> [EXERCISE INSTRUCTIONS]
Repeat the lines beginning at the one with "target | door panel" and running to the end of the material, keeping the first and last of them, exactly as they appear.

> [RECORDS SHOWN]
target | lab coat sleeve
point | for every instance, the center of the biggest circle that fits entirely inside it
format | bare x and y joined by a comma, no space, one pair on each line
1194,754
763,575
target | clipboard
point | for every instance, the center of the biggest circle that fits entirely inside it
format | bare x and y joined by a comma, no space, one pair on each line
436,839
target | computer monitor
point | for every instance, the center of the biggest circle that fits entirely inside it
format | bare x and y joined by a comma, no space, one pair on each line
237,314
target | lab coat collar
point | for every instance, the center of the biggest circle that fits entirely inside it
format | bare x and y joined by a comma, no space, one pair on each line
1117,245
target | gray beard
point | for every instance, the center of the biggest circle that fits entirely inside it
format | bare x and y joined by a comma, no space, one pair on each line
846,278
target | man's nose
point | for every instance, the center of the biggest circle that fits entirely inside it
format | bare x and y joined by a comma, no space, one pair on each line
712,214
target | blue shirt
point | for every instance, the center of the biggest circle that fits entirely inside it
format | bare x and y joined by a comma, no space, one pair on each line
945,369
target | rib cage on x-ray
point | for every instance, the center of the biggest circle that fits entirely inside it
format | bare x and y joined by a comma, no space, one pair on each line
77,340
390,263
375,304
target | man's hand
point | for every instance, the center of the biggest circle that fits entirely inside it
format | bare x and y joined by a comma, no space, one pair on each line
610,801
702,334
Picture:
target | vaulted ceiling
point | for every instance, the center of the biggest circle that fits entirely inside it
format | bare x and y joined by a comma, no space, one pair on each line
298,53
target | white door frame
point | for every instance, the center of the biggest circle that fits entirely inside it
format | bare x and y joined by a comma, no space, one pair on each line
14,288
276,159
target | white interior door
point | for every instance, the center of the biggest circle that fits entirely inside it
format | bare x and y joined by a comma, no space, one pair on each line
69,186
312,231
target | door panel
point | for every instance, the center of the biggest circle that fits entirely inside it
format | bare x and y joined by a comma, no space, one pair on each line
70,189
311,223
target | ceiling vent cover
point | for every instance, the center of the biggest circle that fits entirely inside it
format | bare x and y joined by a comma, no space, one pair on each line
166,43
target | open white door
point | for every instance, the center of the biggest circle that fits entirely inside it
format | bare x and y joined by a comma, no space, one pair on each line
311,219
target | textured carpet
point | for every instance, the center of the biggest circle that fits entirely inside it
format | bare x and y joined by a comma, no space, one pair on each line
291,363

> [COMPLETE OUTPUT]
target | door panel
point | for every instance, the center of the biggest circle that fits entirely inside it
format | bare x and y joined by a comma, no space, one pair on each line
70,189
311,223
target | ceiling vent cover
point | for every instance, the center of the biggest circle that fits entirely inside it
format | bare x and y joined by a comma, no space, one pair on each line
166,43
target | open white door
point | for every instance, the center of the biggest circle that fits entirely inside it
format | bare x and y joined by a comma, no space, one pair on each line
311,219
target | textured carpet
point | for every instance, the center of the biggest circle that fits entirely inside it
format | bare x and y joined by a comma, no space, one pair on each line
291,363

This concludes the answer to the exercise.